| Work instructions |
Rescale the data below by writing out every line again in full, with each box coordinate in the answers multiplied by 0.9 and rounded to a whole number (halves round up). Leave every other number unchanged.
══ Data
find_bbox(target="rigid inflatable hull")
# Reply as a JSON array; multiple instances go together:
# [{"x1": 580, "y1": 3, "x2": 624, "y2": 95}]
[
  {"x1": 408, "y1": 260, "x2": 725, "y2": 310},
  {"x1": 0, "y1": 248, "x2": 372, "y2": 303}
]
════
| Written solution |
find_bbox(target="rigid inflatable hull")
# Reply as a JSON array; multiple instances go together:
# [{"x1": 580, "y1": 3, "x2": 624, "y2": 95}]
[
  {"x1": 367, "y1": 234, "x2": 653, "y2": 279},
  {"x1": 0, "y1": 223, "x2": 335, "y2": 273}
]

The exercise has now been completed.